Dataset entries
**********

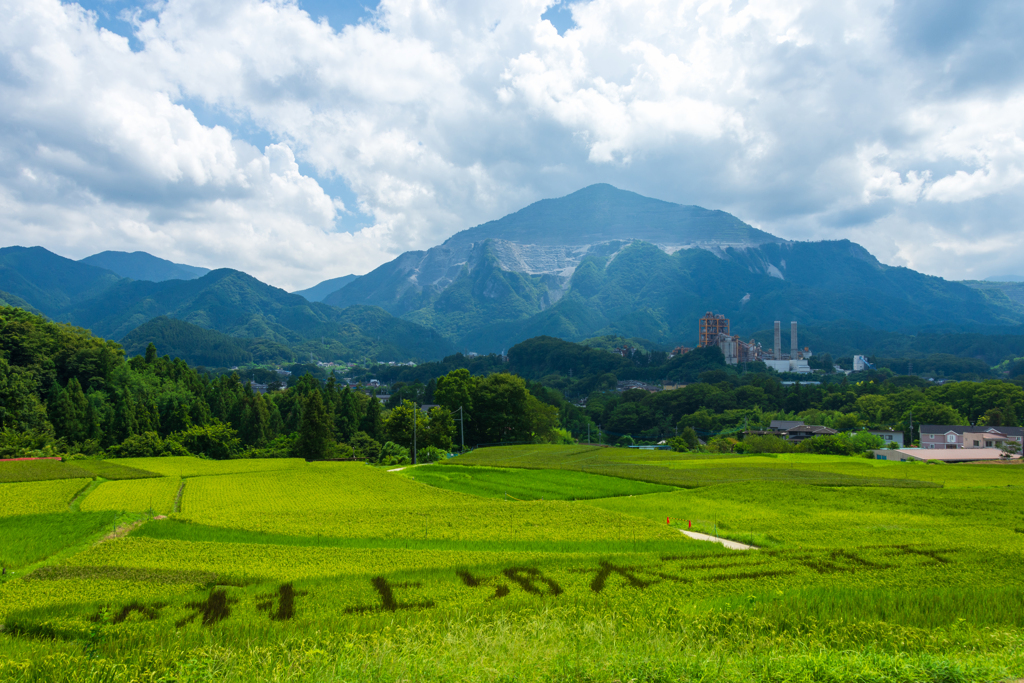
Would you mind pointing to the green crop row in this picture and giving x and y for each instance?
(527, 484)
(35, 497)
(154, 496)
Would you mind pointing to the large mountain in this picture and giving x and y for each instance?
(325, 289)
(225, 301)
(606, 261)
(139, 265)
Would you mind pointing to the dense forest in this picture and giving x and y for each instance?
(719, 398)
(64, 391)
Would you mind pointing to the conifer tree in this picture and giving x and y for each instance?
(345, 418)
(314, 429)
(373, 420)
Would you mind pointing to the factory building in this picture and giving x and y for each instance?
(714, 331)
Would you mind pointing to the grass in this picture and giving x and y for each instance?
(171, 529)
(194, 467)
(813, 516)
(36, 497)
(324, 571)
(682, 470)
(40, 470)
(361, 502)
(153, 496)
(29, 539)
(113, 469)
(528, 484)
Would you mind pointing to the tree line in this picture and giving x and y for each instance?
(64, 390)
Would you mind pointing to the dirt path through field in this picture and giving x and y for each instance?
(731, 545)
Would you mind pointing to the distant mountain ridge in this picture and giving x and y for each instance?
(225, 301)
(328, 287)
(604, 213)
(140, 265)
(604, 261)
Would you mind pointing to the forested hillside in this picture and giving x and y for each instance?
(603, 261)
(226, 301)
(717, 398)
(65, 391)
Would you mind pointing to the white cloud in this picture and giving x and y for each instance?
(812, 120)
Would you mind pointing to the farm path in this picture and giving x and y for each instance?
(124, 529)
(731, 545)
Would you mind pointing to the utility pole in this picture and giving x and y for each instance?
(462, 430)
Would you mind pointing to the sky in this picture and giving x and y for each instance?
(301, 140)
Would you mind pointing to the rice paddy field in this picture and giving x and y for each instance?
(518, 563)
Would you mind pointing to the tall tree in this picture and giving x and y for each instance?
(315, 429)
(373, 419)
(439, 429)
(398, 425)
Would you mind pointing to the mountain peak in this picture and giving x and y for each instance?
(140, 265)
(603, 213)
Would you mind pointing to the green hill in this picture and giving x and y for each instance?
(224, 301)
(140, 265)
(50, 283)
(199, 346)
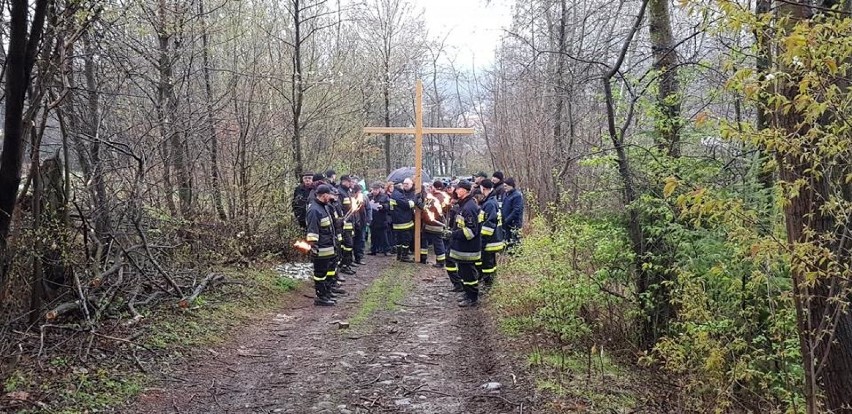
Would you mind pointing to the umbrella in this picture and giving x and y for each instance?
(407, 172)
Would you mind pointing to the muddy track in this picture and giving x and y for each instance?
(419, 354)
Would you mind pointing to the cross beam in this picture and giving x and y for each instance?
(418, 132)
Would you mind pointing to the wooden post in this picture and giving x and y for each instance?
(418, 132)
(418, 162)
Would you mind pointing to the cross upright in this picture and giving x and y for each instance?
(418, 132)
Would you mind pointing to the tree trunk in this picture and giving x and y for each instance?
(298, 88)
(98, 186)
(822, 315)
(665, 63)
(211, 128)
(167, 106)
(20, 59)
(386, 94)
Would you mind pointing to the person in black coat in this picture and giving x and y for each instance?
(513, 213)
(402, 219)
(465, 245)
(301, 199)
(380, 205)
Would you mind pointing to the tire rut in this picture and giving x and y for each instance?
(425, 355)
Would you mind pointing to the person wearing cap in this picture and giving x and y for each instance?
(492, 233)
(300, 200)
(433, 226)
(330, 177)
(499, 187)
(361, 218)
(465, 246)
(513, 213)
(482, 175)
(322, 236)
(402, 219)
(348, 245)
(380, 204)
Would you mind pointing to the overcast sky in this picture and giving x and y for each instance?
(474, 26)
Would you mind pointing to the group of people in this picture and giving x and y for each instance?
(334, 217)
(466, 222)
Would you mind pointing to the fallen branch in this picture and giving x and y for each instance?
(186, 302)
(63, 308)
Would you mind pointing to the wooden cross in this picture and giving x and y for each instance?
(418, 132)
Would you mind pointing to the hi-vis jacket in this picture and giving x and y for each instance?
(433, 212)
(322, 234)
(492, 224)
(466, 241)
(402, 210)
(346, 206)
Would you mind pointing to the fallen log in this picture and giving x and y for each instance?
(188, 301)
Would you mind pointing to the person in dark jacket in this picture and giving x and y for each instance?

**********

◆ Work instructions: Each record above must be retyped exactly. Omit the pictures.

◆ Answer to the problem:
Would you mind pointing to the green crop row in this picture and giving x and y for each instance?
(527, 484)
(35, 497)
(154, 496)
Would you mind pointing to the large mountain in this picture and giving x and y for each instance?
(325, 289)
(225, 301)
(606, 261)
(139, 265)
Would you mind pointing to the dense forest in this picture and giving x and y for each instance?
(719, 398)
(64, 391)
Would you mind pointing to the conifer tree in this picture and giving x and y for each instance?
(345, 418)
(314, 429)
(373, 420)
Would you mind pointing to the factory building in this picture and giving x and y for each instance?
(714, 331)
Would you mind pointing to the grass in this picture and giving x and y for each instance?
(171, 529)
(194, 467)
(813, 516)
(36, 497)
(324, 571)
(682, 470)
(40, 470)
(361, 502)
(153, 496)
(29, 539)
(113, 469)
(528, 484)
Would you mind pointing to the tree line in this picture and giving x and y for each instance?
(64, 390)
Would you mind pointing to the dirt path through field in this picture and giving x and y for each instance?
(731, 545)
Would you mind pointing to the distant mountain ridge in this picture and giving x and y for each instance?
(225, 301)
(328, 287)
(604, 213)
(140, 265)
(604, 261)
Would you mind pointing to the forested hillside in this picture and giving x and y for each instance?
(603, 261)
(226, 301)
(717, 398)
(65, 391)
Would you mind pointing to the white cloud in this picture and giving x and y for each instance?
(812, 120)
Would you mind pointing to the farm path in this picture and giving x and y for each instance?
(124, 529)
(731, 545)
Would you mind pointing to the utility pole in this picture and giving x and y for each instance?
(462, 430)
Would you mind pointing to the sky in this picture and giving x and y for each instance?
(301, 140)
Would you mind pointing to the rice paddy field in this picture and giving x and y for each instance?
(518, 563)
Would you mind pointing to the tall tree in this picture and giving x and y for each instance?
(315, 429)
(373, 419)
(439, 429)
(398, 425)
Would you mind pointing to the mountain peak in this picture and giving x and y for each instance?
(140, 265)
(603, 213)
Would you mind pointing to the green hill in this picture and giving x and y for each instance?
(224, 301)
(140, 265)
(50, 283)
(199, 346)
Would you mind pointing to the umbrella in this picture and giving x and y for each instance?
(407, 172)
Would you mind pointing to the muddy track in this picture and giving x and y for each instance?
(419, 354)
Would you mind pointing to the cross beam in this picture and giving x and y for each instance?
(418, 132)
Would you mind pointing to the wooden post in this picture and giving x and y for each instance?
(418, 132)
(418, 162)
Would you mind pointing to the cross upright in this picture and giving x and y for each instance?
(418, 132)
Would you mind pointing to the tree trunk in this picture and giving x and y for each instance?
(298, 88)
(98, 186)
(822, 315)
(665, 63)
(211, 128)
(167, 106)
(20, 59)
(386, 94)
Would you mind pointing to the person in black coat in this picture and giving x and y for each instance?
(513, 213)
(402, 219)
(465, 245)
(301, 199)
(380, 205)
Would you mind pointing to the tire rut in this picture and giving x and y for each instance?
(425, 355)
Would you mind pointing to the person wearing cap in this picture and giving x and y for each instance?
(492, 233)
(300, 200)
(433, 226)
(330, 177)
(499, 187)
(361, 218)
(465, 246)
(513, 213)
(482, 175)
(322, 236)
(402, 219)
(348, 245)
(380, 204)
Would you mind pointing to the overcast sky in this picture and giving x and y for each instance?
(474, 26)
Would you mind pointing to the group of people in this picture and giving x and y for each instance?
(334, 217)
(466, 222)
Would you mind pointing to the fallen branch in this picture and giving x and y for each instance?
(186, 302)
(63, 308)
Would you mind pointing to the wooden cross in this picture and giving x and y for each instance?
(418, 132)
Would you mind pointing to the hi-vis jacket in this picture and giving x and y for each instance?
(433, 212)
(322, 234)
(492, 224)
(466, 241)
(402, 210)
(346, 206)
Would you mind pointing to the fallen log in this picture and giving x and y for each instance?
(188, 301)
Would you mind pointing to the person in dark jacket in this picture and giving x and y for each instance?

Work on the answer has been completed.